Records excerpted from a collection:
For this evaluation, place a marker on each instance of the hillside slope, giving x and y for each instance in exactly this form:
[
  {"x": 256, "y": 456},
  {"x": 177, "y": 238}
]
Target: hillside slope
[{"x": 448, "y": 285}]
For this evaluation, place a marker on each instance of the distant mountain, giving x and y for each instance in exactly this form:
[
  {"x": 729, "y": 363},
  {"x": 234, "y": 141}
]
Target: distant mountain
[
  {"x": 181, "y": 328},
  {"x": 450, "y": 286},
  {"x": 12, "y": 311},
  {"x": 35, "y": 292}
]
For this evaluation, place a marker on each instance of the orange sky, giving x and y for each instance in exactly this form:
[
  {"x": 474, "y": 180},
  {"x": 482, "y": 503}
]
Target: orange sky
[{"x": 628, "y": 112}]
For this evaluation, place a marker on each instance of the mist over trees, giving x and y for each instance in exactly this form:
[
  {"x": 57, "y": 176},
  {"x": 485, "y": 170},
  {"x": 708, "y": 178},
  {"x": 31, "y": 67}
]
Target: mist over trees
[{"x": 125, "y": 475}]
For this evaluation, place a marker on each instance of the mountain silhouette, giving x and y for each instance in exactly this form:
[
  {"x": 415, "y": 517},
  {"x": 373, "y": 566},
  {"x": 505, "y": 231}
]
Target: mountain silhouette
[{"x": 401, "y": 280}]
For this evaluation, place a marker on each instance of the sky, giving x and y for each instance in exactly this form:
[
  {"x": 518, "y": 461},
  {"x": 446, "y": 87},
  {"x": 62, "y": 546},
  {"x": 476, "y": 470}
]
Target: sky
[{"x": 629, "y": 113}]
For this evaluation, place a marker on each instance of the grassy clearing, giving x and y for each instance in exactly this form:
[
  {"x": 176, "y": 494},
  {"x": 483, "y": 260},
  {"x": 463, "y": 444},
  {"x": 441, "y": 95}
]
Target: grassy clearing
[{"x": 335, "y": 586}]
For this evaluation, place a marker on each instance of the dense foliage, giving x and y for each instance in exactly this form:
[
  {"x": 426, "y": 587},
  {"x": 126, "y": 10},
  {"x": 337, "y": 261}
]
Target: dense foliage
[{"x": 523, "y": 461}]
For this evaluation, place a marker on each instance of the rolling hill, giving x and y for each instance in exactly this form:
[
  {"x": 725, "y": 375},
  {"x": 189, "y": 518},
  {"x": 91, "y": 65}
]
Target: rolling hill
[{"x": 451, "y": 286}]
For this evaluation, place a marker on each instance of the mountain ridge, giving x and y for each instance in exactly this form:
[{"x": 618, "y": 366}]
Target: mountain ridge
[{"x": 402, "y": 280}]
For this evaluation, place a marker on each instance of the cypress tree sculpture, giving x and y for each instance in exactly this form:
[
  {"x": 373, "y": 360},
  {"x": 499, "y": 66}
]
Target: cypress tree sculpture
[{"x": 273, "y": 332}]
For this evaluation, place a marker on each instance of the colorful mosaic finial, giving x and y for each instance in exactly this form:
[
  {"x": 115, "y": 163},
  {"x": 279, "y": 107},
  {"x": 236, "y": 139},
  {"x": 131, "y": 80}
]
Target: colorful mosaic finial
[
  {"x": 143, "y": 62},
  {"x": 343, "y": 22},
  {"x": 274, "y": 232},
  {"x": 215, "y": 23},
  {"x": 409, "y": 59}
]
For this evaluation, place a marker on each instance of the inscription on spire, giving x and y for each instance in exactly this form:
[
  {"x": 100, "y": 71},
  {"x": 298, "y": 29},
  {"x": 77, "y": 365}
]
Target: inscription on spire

▶ _What you need to do_:
Copy every line exactly. Leave nothing out.

▶ _Worked solution_:
For this evaluation, place a marker on each instance of the hillside slope, giving x and y for each instance in exactly this form:
[
  {"x": 256, "y": 456},
  {"x": 177, "y": 238}
]
Target: hillside slope
[{"x": 448, "y": 285}]
For this evaluation, place a marker on each instance of the distant mountain, giving x and y for each instance in exactly this form:
[
  {"x": 729, "y": 363},
  {"x": 234, "y": 141}
]
Target: distant mountain
[
  {"x": 181, "y": 328},
  {"x": 450, "y": 286},
  {"x": 12, "y": 311},
  {"x": 35, "y": 292}
]
For this evaluation, place a marker on each instance of the orange sky, giving x and y for each instance in exactly this form:
[
  {"x": 474, "y": 180},
  {"x": 482, "y": 503}
]
Target: orange sky
[{"x": 628, "y": 112}]
For this evaluation, place a marker on each instance of the mist over trees, giving x and y for each instance in exactly this form:
[
  {"x": 57, "y": 176},
  {"x": 485, "y": 170},
  {"x": 708, "y": 178},
  {"x": 31, "y": 67}
]
Target: mist over trees
[{"x": 125, "y": 475}]
For this evaluation, place a marker on each instance of the mountain silhouette, giving x and y for each instance in exactly this form:
[
  {"x": 415, "y": 517},
  {"x": 373, "y": 566},
  {"x": 505, "y": 231}
]
Target: mountain silhouette
[{"x": 401, "y": 280}]
For this evaluation, place a marker on each instance of the sky, giving x and y for each instance in exactly this form:
[
  {"x": 518, "y": 461},
  {"x": 446, "y": 87},
  {"x": 62, "y": 546},
  {"x": 476, "y": 470}
]
Target: sky
[{"x": 629, "y": 113}]
For this evaluation, place a marker on each instance of the grassy clearing, giving x and y for each instance in exactly this form:
[
  {"x": 176, "y": 494},
  {"x": 483, "y": 260},
  {"x": 463, "y": 444},
  {"x": 441, "y": 95}
]
Target: grassy clearing
[{"x": 335, "y": 586}]
For this evaluation, place a marker on each instance of the dense foliage, giving x and y for each instance in exactly this form:
[
  {"x": 426, "y": 587},
  {"x": 126, "y": 10},
  {"x": 337, "y": 261}
]
Target: dense foliage
[{"x": 523, "y": 461}]
For this evaluation, place a marker on each instance of the rolling hill, giving x and y for each instance in exactly this form:
[
  {"x": 725, "y": 375},
  {"x": 189, "y": 518},
  {"x": 91, "y": 65}
]
Target: rolling hill
[{"x": 451, "y": 286}]
For this evaluation, place a marker on each instance of the mountain ridge, giving x and y for each instance in exactly this form:
[{"x": 618, "y": 366}]
Target: mountain ridge
[{"x": 402, "y": 280}]
For this evaluation, place a marker on each instance of the cypress tree sculpture, giving x and y for each instance in exactly this form:
[
  {"x": 373, "y": 360},
  {"x": 499, "y": 66}
]
Target: cypress tree sculpture
[{"x": 273, "y": 332}]
For this evaluation, place a marker on each instance of the colorful mosaic finial, giving x and y for each instance in exactly this form:
[
  {"x": 115, "y": 163},
  {"x": 279, "y": 107},
  {"x": 236, "y": 139},
  {"x": 131, "y": 80}
]
Target: colorful mosaic finial
[
  {"x": 143, "y": 62},
  {"x": 343, "y": 22},
  {"x": 274, "y": 232},
  {"x": 215, "y": 23},
  {"x": 409, "y": 59}
]
For this evaluation, place a marker on each instance of the inscription on spire, giving x and y for each instance in exactly this form:
[
  {"x": 100, "y": 71},
  {"x": 298, "y": 29},
  {"x": 77, "y": 365}
]
Target: inscription on spire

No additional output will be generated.